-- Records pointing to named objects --
━━━━━━━━━━━━━━━━
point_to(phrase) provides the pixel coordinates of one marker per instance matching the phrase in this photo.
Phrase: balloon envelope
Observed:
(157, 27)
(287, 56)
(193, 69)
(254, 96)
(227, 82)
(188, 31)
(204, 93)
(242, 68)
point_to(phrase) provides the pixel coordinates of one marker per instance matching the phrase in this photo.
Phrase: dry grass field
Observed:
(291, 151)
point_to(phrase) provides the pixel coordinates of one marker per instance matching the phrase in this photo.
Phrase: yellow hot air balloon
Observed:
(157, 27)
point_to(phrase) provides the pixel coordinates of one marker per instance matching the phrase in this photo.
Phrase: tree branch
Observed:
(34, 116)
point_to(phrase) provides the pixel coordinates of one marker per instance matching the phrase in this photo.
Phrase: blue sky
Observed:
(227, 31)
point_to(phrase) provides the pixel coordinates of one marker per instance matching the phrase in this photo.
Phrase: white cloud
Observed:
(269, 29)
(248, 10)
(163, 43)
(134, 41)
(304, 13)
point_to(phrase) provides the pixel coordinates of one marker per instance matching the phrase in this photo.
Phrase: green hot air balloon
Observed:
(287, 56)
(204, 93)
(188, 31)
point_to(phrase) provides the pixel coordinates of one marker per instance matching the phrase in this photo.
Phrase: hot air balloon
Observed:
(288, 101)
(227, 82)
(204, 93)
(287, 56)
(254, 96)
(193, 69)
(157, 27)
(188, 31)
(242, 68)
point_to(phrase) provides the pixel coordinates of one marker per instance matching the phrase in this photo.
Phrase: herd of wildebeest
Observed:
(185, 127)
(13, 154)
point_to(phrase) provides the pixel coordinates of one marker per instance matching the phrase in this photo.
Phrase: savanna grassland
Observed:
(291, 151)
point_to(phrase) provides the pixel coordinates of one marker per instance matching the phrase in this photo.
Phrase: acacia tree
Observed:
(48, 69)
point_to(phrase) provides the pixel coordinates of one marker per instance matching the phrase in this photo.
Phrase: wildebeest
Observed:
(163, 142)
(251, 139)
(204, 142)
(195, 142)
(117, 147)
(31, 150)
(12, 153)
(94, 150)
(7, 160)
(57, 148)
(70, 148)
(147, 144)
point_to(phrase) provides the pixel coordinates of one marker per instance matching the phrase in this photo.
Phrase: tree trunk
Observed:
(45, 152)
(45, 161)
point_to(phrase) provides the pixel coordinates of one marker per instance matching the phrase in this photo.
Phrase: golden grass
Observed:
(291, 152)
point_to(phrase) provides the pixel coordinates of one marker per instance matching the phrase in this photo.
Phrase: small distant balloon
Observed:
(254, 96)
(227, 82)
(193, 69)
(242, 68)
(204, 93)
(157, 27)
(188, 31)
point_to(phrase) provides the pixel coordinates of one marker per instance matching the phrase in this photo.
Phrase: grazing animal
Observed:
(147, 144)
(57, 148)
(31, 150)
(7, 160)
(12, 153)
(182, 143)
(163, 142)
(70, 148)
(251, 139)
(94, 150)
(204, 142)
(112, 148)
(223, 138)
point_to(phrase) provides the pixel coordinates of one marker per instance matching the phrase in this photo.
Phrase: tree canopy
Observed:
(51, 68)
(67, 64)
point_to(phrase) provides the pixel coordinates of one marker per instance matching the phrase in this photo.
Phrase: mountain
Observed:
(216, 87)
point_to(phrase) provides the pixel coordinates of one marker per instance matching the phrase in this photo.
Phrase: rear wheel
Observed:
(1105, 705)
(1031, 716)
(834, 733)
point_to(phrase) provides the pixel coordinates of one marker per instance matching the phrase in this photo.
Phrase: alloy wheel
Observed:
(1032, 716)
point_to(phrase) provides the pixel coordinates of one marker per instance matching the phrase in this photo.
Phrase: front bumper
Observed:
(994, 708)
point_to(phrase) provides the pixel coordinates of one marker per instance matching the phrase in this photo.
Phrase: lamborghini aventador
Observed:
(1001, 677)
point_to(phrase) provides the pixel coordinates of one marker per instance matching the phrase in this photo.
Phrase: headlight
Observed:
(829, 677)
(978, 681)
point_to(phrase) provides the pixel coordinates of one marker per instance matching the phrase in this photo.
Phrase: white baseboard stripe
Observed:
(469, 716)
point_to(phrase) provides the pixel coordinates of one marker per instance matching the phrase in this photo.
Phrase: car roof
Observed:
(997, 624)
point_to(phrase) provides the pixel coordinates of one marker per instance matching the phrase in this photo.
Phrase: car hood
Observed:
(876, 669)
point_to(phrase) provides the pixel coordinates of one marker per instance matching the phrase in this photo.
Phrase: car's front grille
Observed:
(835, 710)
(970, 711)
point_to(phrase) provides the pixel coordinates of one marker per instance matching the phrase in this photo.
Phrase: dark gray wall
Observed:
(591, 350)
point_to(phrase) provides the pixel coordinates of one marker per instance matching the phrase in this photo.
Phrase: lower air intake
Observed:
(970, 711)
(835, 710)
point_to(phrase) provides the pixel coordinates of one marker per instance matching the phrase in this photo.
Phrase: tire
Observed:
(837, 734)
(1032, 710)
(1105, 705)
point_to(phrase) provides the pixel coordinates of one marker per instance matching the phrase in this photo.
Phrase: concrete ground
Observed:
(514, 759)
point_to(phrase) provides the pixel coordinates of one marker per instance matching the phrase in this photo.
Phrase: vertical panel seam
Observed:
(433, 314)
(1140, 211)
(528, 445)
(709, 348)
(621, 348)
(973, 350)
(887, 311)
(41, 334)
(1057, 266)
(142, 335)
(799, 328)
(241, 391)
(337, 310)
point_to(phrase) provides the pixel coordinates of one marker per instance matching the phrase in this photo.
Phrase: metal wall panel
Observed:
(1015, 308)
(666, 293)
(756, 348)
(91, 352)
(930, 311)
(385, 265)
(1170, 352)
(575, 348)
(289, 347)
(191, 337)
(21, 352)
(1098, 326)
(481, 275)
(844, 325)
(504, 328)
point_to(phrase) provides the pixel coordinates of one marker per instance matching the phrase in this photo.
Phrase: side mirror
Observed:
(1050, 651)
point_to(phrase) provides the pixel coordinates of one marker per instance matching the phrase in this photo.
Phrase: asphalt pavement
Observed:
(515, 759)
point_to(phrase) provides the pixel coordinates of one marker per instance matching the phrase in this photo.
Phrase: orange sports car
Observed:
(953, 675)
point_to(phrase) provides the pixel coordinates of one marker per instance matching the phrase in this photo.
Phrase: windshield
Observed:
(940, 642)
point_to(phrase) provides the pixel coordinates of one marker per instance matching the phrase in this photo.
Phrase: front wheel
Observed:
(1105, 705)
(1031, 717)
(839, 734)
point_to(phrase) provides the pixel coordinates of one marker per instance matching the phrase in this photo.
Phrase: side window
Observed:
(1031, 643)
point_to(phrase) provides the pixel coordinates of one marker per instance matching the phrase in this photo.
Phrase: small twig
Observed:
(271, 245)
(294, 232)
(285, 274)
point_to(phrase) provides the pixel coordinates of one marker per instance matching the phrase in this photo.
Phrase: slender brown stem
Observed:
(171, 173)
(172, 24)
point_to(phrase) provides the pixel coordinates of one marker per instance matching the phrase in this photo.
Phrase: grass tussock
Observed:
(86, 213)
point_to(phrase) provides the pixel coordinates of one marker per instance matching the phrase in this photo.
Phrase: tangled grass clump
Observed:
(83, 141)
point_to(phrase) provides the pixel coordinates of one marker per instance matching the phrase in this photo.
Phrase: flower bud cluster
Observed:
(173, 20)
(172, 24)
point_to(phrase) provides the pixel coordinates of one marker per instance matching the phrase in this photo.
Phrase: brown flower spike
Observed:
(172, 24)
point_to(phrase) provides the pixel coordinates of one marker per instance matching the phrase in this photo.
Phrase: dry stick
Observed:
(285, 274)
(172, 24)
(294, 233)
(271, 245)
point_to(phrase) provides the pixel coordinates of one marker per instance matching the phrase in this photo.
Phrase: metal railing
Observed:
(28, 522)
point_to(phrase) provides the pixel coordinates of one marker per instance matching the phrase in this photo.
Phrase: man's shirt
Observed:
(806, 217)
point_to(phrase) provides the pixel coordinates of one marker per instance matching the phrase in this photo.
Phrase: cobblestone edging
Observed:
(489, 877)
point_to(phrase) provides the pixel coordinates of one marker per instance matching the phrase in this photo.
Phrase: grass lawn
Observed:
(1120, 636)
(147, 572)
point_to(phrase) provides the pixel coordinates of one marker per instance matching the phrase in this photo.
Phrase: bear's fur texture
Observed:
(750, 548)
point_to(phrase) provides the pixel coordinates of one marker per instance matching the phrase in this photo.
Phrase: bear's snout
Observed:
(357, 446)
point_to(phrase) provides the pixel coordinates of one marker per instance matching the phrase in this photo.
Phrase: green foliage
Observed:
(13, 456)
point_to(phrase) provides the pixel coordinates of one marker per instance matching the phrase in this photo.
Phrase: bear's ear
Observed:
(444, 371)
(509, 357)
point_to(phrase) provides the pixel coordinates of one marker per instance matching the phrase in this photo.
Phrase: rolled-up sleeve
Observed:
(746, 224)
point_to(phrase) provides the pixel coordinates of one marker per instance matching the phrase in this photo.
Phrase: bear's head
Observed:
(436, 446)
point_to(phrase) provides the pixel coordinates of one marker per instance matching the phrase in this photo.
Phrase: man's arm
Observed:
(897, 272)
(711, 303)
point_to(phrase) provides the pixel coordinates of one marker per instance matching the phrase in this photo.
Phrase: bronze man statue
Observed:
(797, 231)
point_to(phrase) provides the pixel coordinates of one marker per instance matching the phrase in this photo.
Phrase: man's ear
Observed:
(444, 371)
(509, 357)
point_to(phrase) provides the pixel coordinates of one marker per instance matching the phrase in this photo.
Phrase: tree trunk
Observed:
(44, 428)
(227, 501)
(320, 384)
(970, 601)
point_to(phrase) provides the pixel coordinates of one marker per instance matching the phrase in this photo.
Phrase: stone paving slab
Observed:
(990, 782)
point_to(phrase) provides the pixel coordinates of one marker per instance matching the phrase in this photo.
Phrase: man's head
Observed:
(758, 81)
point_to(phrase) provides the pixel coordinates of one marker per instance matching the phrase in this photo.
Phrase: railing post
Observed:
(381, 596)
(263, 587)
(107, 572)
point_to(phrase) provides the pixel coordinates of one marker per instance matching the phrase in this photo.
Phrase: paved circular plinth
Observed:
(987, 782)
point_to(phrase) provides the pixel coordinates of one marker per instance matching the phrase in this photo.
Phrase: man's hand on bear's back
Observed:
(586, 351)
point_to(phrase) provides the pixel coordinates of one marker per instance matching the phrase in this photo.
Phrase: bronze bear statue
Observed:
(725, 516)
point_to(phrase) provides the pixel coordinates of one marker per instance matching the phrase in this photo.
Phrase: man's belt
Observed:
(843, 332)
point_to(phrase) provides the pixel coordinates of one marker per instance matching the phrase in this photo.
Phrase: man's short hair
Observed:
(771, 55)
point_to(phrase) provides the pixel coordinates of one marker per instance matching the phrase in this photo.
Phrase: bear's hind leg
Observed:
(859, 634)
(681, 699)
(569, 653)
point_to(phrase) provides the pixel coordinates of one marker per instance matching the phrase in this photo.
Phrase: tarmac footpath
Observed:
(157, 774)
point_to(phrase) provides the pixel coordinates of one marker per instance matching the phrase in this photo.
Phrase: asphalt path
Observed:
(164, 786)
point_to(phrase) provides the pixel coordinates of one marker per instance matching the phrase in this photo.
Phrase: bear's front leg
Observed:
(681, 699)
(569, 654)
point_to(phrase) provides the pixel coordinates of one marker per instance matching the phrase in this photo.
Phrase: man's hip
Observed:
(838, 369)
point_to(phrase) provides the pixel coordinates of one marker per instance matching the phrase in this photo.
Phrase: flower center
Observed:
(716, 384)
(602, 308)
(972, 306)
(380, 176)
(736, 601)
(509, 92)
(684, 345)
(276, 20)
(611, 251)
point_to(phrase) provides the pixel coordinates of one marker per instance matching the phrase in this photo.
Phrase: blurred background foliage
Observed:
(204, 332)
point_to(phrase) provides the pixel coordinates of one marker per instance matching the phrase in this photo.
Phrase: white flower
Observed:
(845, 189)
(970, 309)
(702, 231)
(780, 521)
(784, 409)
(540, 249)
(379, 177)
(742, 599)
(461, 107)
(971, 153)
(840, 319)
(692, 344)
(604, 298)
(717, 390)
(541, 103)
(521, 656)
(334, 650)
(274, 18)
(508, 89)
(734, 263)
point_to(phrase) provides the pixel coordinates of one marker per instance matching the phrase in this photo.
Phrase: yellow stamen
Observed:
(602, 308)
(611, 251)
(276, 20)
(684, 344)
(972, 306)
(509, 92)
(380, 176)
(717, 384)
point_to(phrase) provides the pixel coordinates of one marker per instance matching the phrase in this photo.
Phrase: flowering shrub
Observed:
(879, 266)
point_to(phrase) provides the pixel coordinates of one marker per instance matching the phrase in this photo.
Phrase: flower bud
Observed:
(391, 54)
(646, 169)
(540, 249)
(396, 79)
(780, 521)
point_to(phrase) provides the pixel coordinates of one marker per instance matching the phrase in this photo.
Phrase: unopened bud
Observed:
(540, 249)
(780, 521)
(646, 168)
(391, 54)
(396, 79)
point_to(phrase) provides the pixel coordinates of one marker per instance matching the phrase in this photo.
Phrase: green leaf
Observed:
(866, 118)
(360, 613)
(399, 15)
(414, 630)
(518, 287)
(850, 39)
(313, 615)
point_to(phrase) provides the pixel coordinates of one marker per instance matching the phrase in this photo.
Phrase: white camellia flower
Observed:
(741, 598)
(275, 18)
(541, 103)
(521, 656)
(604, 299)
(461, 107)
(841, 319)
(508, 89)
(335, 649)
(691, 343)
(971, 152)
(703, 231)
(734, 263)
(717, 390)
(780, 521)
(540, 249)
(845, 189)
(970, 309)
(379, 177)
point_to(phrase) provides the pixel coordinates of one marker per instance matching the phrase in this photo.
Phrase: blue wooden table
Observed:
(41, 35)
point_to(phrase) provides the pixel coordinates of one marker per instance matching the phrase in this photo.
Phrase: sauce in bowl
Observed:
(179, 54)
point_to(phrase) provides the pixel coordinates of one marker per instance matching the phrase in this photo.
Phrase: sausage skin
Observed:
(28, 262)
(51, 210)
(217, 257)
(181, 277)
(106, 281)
━━━━━━━━━━━━━━━━
-- EXERCISE INSTRUCTIONS --
From the records above, pull out each line containing the word "tree", treating uppercase and lowercase as different.

-- ANSWER TO THIS PROBLEM --
Phrase: tree branch
Phrase: acacia tree
Phrase: tree trunk
Phrase: tree canopy
Phrase: tree trunk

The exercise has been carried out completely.